• _Your objective_: Can you return, word for word, the part of the listing below that opens with the line containing "sky in the photo above." and runs through the end of the listing?

## start Data in this exercise

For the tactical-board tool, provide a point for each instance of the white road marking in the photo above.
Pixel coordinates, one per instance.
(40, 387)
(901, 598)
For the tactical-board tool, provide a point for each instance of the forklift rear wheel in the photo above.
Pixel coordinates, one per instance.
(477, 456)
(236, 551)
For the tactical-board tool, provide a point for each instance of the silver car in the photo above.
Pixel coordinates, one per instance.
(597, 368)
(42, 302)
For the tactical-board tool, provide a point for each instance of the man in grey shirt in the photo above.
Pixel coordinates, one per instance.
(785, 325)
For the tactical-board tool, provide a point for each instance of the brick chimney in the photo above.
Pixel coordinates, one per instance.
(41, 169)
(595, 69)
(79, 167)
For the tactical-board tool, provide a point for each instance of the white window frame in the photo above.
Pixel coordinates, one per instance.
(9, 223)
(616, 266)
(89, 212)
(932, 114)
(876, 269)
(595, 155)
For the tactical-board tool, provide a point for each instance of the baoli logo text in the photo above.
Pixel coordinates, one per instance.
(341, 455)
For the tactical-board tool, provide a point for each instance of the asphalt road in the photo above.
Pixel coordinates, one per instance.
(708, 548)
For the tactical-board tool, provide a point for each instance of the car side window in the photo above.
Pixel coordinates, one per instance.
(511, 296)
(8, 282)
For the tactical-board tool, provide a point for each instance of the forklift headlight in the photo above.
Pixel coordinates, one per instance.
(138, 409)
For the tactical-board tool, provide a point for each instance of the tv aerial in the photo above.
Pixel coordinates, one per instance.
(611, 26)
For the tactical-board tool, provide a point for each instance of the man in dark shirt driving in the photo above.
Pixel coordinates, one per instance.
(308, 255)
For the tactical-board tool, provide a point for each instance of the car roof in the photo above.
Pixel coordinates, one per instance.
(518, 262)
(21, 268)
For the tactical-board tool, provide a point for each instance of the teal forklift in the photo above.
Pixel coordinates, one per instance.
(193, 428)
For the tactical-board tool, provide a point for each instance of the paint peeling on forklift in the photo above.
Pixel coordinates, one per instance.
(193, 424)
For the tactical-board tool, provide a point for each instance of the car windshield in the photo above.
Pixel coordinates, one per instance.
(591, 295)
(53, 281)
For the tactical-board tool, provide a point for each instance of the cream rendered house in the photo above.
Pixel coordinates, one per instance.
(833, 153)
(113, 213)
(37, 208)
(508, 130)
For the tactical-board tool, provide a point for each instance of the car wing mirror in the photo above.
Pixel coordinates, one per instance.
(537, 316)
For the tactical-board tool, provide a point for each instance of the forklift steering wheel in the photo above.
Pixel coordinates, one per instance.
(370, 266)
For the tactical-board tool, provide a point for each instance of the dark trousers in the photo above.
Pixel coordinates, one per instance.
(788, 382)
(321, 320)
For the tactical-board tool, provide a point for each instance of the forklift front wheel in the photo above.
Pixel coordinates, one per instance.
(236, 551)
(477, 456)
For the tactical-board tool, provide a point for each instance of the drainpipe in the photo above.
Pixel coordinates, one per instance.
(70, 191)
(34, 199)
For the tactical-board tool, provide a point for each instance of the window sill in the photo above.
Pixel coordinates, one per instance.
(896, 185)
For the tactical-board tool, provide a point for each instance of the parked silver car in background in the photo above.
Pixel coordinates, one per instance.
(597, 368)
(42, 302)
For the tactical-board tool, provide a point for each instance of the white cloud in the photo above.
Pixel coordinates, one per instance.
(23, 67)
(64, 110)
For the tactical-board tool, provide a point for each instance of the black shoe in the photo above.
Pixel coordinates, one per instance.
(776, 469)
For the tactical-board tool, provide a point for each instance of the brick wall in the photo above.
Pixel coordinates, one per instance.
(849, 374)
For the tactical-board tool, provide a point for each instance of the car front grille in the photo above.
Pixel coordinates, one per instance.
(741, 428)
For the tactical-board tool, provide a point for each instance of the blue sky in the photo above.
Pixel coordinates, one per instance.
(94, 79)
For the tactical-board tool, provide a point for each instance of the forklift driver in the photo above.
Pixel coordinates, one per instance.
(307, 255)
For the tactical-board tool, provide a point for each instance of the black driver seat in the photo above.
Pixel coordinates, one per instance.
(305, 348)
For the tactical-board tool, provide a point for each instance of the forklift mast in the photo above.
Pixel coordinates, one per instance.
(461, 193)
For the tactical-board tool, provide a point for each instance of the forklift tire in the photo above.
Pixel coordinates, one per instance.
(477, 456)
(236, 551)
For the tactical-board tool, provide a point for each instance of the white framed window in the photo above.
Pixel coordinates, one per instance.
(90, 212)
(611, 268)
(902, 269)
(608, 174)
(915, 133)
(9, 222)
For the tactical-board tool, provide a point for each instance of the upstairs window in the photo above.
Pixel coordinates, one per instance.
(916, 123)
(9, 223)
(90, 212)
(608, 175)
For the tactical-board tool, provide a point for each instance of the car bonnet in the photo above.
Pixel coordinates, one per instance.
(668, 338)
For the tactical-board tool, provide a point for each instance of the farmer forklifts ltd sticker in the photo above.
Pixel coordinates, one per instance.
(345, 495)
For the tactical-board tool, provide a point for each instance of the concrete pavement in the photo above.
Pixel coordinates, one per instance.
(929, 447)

## end Data in this exercise

• _Reply_:
For the tactical-board tool, provide a point for each instance of the blue sky in the photo above.
Pixel coordinates, one per instance.
(94, 79)
For the tactical-board tool, provide a point for each instance of the forklift driver in the photo above.
Pixel coordinates, one per instance.
(307, 255)
For the tactical-board tool, provide a point for each instance of the black driver seat in the photo above.
Pixel coordinates, one per instance.
(305, 348)
For the tactical-board tool, provide a point for each instance of the forklift mast in the photo above.
Pixel coordinates, one per instance.
(461, 193)
For the tactical-board tool, provide a point for each instance of the forklift tire in the photo above.
Pixel coordinates, one per instance.
(477, 456)
(236, 551)
For the tactical-board tool, provide a point for each instance of the white framed window in the photo above.
Pixel coordinates, one per instance.
(90, 212)
(611, 268)
(902, 269)
(608, 174)
(915, 133)
(9, 222)
For the tactical-board tool, provide a point for each instance of the upstairs window in the photo above.
Pixel coordinates, one per instance.
(916, 123)
(9, 223)
(90, 212)
(608, 175)
For the tactical-board tool, provide a point for each instance of the car bonnet in the photo above.
Pixel coordinates, one per instance.
(668, 338)
For the tactical-board tool, provide a point for each instance of the farmer forklifts ltd sticker in the photo above.
Pixel coordinates, one per instance.
(345, 495)
For the tactical-board tool, provide a point for each instance of the concrete pavement in the photo above.
Pixel coordinates, one per instance.
(929, 447)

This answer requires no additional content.